Exercise:
Copy out the data below, changing every "innermost point" to "central point" and keeping all other text the same.

Extracted entries:
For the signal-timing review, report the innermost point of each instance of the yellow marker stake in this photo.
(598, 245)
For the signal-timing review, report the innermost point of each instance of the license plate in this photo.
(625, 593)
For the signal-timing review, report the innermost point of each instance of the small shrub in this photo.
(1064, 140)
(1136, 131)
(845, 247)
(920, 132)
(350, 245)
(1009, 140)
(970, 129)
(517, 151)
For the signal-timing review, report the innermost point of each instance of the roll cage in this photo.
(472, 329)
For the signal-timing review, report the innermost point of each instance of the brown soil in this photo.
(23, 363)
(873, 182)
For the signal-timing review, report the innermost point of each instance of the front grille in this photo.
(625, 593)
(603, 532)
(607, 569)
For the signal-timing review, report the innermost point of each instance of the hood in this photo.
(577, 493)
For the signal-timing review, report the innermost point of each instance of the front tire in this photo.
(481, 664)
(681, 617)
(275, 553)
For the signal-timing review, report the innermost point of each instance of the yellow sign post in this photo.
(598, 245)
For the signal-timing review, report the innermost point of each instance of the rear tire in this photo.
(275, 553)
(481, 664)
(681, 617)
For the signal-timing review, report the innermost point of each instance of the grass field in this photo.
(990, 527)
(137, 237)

Answer to this exercise:
For the signal-timing review, report the central point of each instance of the yellow marker stake in this photo.
(598, 245)
For the signal-timing review, report the central point of each instance of the license plate in this photo.
(625, 593)
For the signal-timing review, report the central point of each instance of the small shrub in this photo.
(1064, 140)
(1136, 131)
(845, 247)
(920, 132)
(350, 245)
(1009, 140)
(970, 129)
(517, 151)
For the signal-timing review, report the central point of each instance of the roll cage in this photo.
(472, 329)
For the signal-timing review, report the central point of each instance of the brown soil in this photo.
(23, 363)
(873, 182)
For the signal-timing review, report the central point of each instance of the front grille in this photo.
(625, 593)
(603, 532)
(607, 569)
For the signal-timing review, report the central point of each instance of the hood in this photo.
(577, 493)
For the signal-timing review, report the central point of each instance of the front tire in this photo.
(481, 664)
(681, 617)
(275, 553)
For the signal-timing review, report the central point of each instance of the yellow sign post in this photo.
(598, 245)
For the signal-timing review, report the central point of each instance of the rear tire in this photo.
(275, 553)
(481, 664)
(681, 617)
For the signal-timing review, report the central point of each instance of the grass field in this photo.
(990, 527)
(137, 237)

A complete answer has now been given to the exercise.